• [WORK TO COMPLETE]: Please lay out the entries below as a Markdown table with the columns Number and Text, one row per line, numbering rows from 1 and omitting blank lines.

• [INPUT]:
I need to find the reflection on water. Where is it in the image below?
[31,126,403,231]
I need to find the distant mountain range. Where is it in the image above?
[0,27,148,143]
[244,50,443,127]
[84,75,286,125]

• [SOLVED EXERCISE]:
| Number | Text |
|---|---|
| 1 | I need to find the reflection on water. Where is it in the image below? |
| 2 | [31,126,403,231] |
| 3 | I need to find the distant mountain range. Where is it in the image above? |
| 4 | [0,27,148,143] |
| 5 | [244,50,443,127] |
| 6 | [84,75,286,125] |